* The task *
Identify each line in the items below that contains the word "dress" and copy every such line in full.

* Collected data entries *
*****

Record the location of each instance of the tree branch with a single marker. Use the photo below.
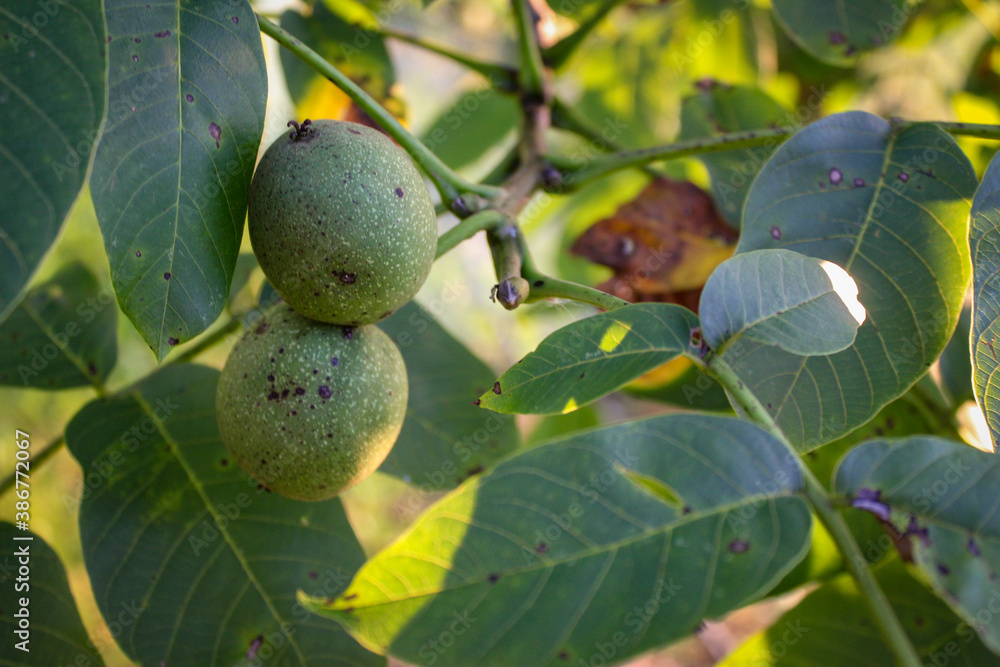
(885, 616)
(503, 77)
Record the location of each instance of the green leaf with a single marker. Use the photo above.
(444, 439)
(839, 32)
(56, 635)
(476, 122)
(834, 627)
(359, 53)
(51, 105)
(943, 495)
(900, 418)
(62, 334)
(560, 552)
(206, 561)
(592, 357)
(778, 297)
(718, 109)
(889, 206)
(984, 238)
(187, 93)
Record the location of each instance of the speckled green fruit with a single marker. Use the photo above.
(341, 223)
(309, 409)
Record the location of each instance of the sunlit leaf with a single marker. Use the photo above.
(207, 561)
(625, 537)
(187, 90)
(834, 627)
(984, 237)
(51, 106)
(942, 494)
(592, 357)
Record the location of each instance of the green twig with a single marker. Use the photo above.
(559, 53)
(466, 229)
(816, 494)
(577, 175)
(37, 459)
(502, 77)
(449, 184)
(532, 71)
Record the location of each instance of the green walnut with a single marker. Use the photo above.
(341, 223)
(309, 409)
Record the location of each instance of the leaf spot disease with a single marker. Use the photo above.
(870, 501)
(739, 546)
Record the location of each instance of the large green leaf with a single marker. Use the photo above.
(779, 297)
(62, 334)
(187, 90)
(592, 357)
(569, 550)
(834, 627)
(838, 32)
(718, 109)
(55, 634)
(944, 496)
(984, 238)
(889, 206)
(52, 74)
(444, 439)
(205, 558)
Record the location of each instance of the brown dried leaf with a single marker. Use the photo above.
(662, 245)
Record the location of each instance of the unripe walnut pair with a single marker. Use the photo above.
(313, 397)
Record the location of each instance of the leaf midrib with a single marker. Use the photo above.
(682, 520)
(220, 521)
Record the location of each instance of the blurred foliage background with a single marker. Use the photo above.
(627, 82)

*****

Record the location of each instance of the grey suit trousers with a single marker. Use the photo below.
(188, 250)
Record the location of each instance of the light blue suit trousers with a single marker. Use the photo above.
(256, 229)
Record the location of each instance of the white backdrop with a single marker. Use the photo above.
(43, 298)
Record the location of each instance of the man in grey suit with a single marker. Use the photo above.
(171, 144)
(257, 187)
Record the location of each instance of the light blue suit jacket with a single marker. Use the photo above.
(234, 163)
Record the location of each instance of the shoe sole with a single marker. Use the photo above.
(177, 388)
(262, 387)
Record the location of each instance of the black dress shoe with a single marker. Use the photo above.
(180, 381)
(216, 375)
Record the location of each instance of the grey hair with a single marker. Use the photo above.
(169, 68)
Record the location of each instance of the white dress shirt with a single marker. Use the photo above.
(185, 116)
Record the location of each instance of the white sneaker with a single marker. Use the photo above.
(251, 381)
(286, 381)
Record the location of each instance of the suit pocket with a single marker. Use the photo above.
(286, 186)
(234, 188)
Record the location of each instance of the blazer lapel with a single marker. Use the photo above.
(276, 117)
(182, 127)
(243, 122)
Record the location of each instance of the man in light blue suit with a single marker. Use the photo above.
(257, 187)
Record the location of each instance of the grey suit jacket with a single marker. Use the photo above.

*****

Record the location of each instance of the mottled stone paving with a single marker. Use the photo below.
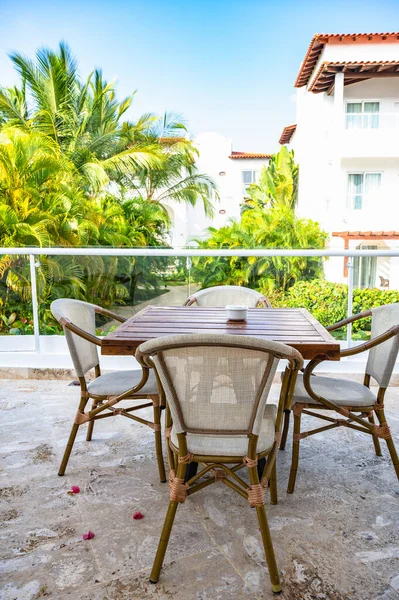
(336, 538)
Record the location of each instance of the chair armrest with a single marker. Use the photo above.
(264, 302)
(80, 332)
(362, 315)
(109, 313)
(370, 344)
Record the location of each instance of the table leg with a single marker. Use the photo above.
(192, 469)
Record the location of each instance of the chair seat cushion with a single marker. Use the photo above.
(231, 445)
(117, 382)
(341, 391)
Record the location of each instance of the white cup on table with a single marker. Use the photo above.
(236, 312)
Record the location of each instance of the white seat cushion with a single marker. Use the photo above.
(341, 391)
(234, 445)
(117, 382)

*****

* Full output *
Record the location of each instance of the black dress shoe with a single marker. Use the photo above.
Record the location of each instance of the white dress shirt with a single marker. Use the photo above.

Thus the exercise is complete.